>> BEGIN AVAILABLE DATA

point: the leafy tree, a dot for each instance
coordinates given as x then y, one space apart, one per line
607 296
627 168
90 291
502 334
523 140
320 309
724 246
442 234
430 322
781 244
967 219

>> END AVAILABLE DATA

• _AIM OF THE EXERCISE_
Could you reproduce every entry above, line for line and character for character, with nothing changed?

• _ANSWER BELOW_
point: the leafy tree, a dot for each instance
coordinates given as x then y, one space apart, one per line
607 296
627 168
90 291
502 334
523 140
320 309
724 246
442 234
430 322
781 244
967 219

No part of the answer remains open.